--- SELECTED TEXT ---

Exporting Data for Offline Processing
In this recipe we will learn how to use the export API to extract data and process it with PHP. At the end of the recipe you can download the complete PHP script.
Note: The following recipe is written using an ArangoDB server with version 2.6 or higher. You can also use the devel
branch, since version 2.6 hasn't been an official release yet.
Howto
Importing example data
First of all we need some data in an ArangoDB collection. For this example we will use a collection named users
which we will populate with 100.000 example documents. This way you can get the data into ArangoDB:
# download data file
wget https://jsteemann.github.io/downloads/code/users-100000.json.tar.gz
# uncompress it
tar xvfz users-100000.json.tar.gz
# import into ArangoDB
arangoimp --file users-100000.json --collection users --create-collection true
Setting up ArangoDB-PHP
For this recipe we will use the ArangoDB PHP driver:
git clone -b devel "https://github.com/arangodb/arangodb-php.git"

--- INFORMATION SHOWN ---

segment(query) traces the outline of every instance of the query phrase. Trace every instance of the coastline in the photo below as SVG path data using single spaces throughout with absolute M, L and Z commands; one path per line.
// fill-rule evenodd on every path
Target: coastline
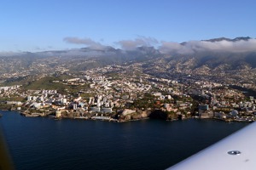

---

Sum up the ArangoDB export recipe in two sentences. The data has no part in this.

▶ [CORRECT ANSWER] The recipe shows how to use the export API to pull data out of ArangoDB and process it with PHP, and it needs a server at version 2.6 or higher, or the devel branch. It first loads 100.000 example documents into a collection named users with wget, tar and arangoimp, then sets up the ArangoDB PHP driver by cloning its devel branch from GitHub.